- DOCUMENT PASSAGE:

________________________________________

SOCIAL BOTS SHOULD BE BANNED IMMEDIATELY

Social bots — or anonymous, fake personas that broadcast false, manipulated automatically generated content — are highly destructive and must be banned from social media platforms immediately.  A 2016 study from the University of Southern California Viterbi School of Engineering’s Information Sciences Institute found that social bots made up nearly one-fifth of the political discourse on Twitter during the 2016 campaign season.

From the researchers:  "Twitter bots have become so sophisticated that they can tweet, retweet, share content, comment on posts, 'like' candidates, grow their social influence by following legitimate human accounts and even engage in human-like conversations. Because of social bots’ sophistication, it is often impossible to determine who creates them, although political parties, local, national and foreign governments and even single individuals with adequate resources could obtain the operational capabilities and technical tools to deploy armies of social bots and affect the directions of online political conversation."

These are not harmless games being played.

In July 2019, the U.S. Senate Intelligence Committee released a report that revealed all fifty states were targeted by Russia in the 2016 presidential election.  The report says that "The Russian government directed extensive activity, beginning in at least 2014 and carrying into at least 2017, against U.S. election infrastructure at the state and local level.”  Although the Committee "has seen no evidence that any votes were changed or that any voting machines were manipulated...Russia may have been probing vulnerabilities in voting systems to exploit later."  Further, "Russian efforts exploited the seams between federal authorities and capabilities, and protections for the states.  The U.S. intelligence apparatus is, by design, foreign-facing, with limited domestic cybersecurity authorities except where the Federal Bureau of Investigation (FBI) and the Department of Homeland Security (DHS) can work with state and local partners.  State election officials, who have primacy in running elections, were not sufficiently warned or prepared to handle an attack from a hostile nation-state actor."  Read the entire report here.

According to a 37-page federal indictment of thirteen Russian nationals issued by special counsel Robert S. Mueller III, leading to the 2016 presidential election the Russians stole Americans' identities, created fake drivers' licenses, bank accounts, and PayPal accounts in the names of fictitious Americans, faked social media accounts, created and distributed inflammatory digital ads and images, organized political rallies on U.S. soil, and even had two operatives on the ground in America.  The pair traveled to at least nine states posing as tourists to gather information for their bosses back in Russia.  Read the entire indictment here.  The indictment mentions Facebook and Instagram 41 times.  Facebook finally admitted that divisive, Russian-placed political content reached 146 million Americans on their platform alone.  Read more about the responsibility of social media platforms here.

________________________________________

- AVAILABLE DATA:
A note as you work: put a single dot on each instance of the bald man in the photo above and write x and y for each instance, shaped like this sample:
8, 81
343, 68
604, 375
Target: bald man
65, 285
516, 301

________________________________________

- THINGS TO DO:
**1)** How many lines of the records contain the string "bald"? Case counts. Give only the number.
**2)** Continue the passage on social bots and Russian election interference from where it stops.

- ANSWERS GIVEN:
**1)** 2

**2)**
When the infamous Mueller report was finally released to the public in April 2019 it was clear from the very beginning:  "The Russian government interfered in the 2016 presidential election in sweeping and systematic fashion."  It continues, "The Internet Research Agency (IRA) carried out the earliest Russian interference operations identified by the investigation-a social media campaign designed to provoke and amplify political and social discord in the United States."...the Office determined that Russia's two principal interference operations in the 2016 U.S. presidential election - the social media campaign and the hacking-and-dumping operations – violated U.S. criminal law." 

Two other studies clarify even further how Russia exploited data provided by social media firms.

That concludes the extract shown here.